● Things to do:
a) In the passage on London housing below, what share of the city's buildings are said to be homes?
b) List every person or body that the passage on London housing below names.

● Page:
The explosion in London's population raises one central question: Where will the newcomers live? For the answer, all eyes will turn to the Government's urban task force and its leader, the architect Lord Rogers of Riverside. Either its recommendations will kickstart a complex and fraught renaissance of housing-led regeneration, or they will turn out to be hot air.
In its urban White Paper, the task force recommended tax breaks for the development of sites and set out guidelines for higher-density housing. The Government, meanwhile, started a building programme on a scale unseen since the postwar period.
Until Lord Rogers' insistence that good architecture was a key cultural tool, housing was hardly trendy among innovative architects, despite the fact that, in London, 70 per cent of buildings are homes.
The challenge, now more urgent, is for new approaches to design, often on ropey sites: architecture that makes lives. Fortunately, there are signs that talented young architects are tackling this area.

● Available data:
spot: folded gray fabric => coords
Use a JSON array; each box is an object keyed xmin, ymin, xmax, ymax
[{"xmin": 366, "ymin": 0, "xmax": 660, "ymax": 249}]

● Task solutions:
a) 70 per cent

b)
- The Government
- The Government's urban task force
- Lord Rogers of Riverside